___ Provided text
Max A. Urich and E. G. Heyne2

Spontaneously occurring off-type plants susceptible to leaf rust race 9 were found at a high rate (2.61 per 1,000 seedlings tested) in the progeny of self-pollinated (bagged) spikes of ‘Ottawa’ wheat. They appeared to originate from three different events in a normal, disomic Ottawa population: (1) mutation of the gene for leaf rust race 9 resistance, (2) breakage and loss of a terminal portion of chromosome 6B, which included the gene for resistance, and (3) nonpairing of the two 6B homologues, which resulted in mono-6B and mono-6B telo-6BS aneuploids. A relatively high rate of 6B aneuploids occurred after one generation of self-pollination (1.58 per 1,000 seedlings) and after two generations of self-pollination (2.97 per 1,000 seedlings).
______
___ Given data
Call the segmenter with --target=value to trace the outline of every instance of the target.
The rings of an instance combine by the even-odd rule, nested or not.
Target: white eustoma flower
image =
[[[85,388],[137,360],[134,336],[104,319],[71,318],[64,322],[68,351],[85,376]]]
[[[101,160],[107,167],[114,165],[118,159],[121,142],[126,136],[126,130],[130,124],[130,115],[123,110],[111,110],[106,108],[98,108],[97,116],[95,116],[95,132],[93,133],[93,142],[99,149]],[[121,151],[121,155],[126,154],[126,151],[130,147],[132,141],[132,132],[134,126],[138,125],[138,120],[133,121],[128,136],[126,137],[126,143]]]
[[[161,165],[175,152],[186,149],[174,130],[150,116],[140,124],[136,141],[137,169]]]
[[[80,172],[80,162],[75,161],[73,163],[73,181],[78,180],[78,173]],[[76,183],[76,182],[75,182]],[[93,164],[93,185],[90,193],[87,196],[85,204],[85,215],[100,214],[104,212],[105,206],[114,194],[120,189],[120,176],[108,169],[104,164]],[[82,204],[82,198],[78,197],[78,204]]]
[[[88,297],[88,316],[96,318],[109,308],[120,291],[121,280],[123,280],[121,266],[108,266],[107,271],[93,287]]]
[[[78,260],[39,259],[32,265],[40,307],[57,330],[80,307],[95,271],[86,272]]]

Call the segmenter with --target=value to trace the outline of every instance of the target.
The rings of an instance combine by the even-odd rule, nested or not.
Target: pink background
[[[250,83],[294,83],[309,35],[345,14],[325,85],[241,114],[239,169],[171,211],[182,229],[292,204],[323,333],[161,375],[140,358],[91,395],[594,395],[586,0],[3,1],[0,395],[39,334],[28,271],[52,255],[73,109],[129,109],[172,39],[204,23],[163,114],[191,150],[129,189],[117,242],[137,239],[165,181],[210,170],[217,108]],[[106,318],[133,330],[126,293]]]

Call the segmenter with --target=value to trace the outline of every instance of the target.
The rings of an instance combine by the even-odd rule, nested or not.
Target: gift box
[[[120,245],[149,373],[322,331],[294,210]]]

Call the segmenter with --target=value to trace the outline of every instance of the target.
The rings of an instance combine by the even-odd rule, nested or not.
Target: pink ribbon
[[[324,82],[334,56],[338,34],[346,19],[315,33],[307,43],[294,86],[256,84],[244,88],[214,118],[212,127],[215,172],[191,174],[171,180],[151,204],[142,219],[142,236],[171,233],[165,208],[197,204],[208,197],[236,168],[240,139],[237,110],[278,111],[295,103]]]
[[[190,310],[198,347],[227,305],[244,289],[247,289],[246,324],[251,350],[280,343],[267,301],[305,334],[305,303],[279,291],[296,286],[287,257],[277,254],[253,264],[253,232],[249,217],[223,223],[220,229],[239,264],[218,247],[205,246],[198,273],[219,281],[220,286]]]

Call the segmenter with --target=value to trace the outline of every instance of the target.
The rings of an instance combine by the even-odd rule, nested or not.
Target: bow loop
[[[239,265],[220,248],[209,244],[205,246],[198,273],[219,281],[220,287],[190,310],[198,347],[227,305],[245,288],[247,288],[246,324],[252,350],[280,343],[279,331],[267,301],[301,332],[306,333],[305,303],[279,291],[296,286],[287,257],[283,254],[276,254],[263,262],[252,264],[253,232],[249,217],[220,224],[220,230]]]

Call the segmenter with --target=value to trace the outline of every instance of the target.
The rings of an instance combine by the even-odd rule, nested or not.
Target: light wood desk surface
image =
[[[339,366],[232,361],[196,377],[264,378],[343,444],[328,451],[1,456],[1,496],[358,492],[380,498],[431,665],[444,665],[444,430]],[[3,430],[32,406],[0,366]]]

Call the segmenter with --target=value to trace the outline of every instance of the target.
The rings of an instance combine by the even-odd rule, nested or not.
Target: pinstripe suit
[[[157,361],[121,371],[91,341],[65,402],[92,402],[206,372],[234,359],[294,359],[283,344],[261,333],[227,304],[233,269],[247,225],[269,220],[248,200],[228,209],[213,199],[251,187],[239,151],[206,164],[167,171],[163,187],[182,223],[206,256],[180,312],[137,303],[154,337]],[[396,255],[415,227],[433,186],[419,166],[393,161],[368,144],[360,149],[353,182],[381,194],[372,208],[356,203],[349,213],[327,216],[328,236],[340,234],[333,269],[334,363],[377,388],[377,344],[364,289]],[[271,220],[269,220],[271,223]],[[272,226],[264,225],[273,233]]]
______
** Work order **
Copy everything from "Spontaneously occurring off-type" down to "per 1,000 seedlings)." in the passage on leaf rust in Ottawa wheat. The items have nothing to do with the passage on leaf rust in Ottawa wheat.

** Output of the task **
Spontaneously occurring off-type plants susceptible to leaf rust race 9 were found at a high rate (2.61 per 1,000 seedlings tested) in the progeny of self-pollinated (bagged) spikes of ‘Ottawa’ wheat. They appeared to originate from three different events in a normal, disomic Ottawa population: (1) mutation of the gene for leaf rust race 9 resistance, (2) breakage and loss of a terminal portion of chromosome 6B, which included the gene for resistance, and (3) nonpairing of the two 6B homologues, which resulted in mono-6B and mono-6B telo-6BS aneuploids. A relatively high rate of 6B aneuploids occurred after one generation of self-pollination (1.58 per 1,000 seedlings) and after two generations of self-pollination (2.97 per 1,000 seedlings).